**Segmentation mask data:**
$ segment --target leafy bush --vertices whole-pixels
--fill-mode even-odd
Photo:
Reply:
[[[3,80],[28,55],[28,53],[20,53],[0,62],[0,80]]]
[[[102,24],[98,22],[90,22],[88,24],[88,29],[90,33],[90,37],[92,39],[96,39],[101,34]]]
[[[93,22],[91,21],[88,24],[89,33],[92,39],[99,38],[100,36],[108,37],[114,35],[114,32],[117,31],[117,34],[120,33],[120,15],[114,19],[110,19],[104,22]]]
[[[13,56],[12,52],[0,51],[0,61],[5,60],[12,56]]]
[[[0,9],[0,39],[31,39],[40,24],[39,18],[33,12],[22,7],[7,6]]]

**Exercise:** Return every record exactly as it was given.

**Output below:**
$ segment --target leafy bush --vertices whole-pixels
--fill-mode even-odd
Photo:
Reply:
[[[3,80],[28,55],[28,53],[20,53],[0,62],[0,80]]]
[[[102,24],[98,22],[90,22],[88,24],[88,29],[90,33],[90,37],[92,39],[96,39],[101,34]]]
[[[93,22],[91,21],[88,24],[89,33],[92,39],[99,38],[100,36],[108,37],[114,35],[114,32],[117,31],[117,34],[120,33],[120,15],[114,19],[110,19],[104,22]]]
[[[13,56],[12,52],[0,51],[0,61],[5,60],[12,56]]]
[[[0,9],[0,39],[31,39],[40,24],[39,18],[33,12],[22,7],[7,6]]]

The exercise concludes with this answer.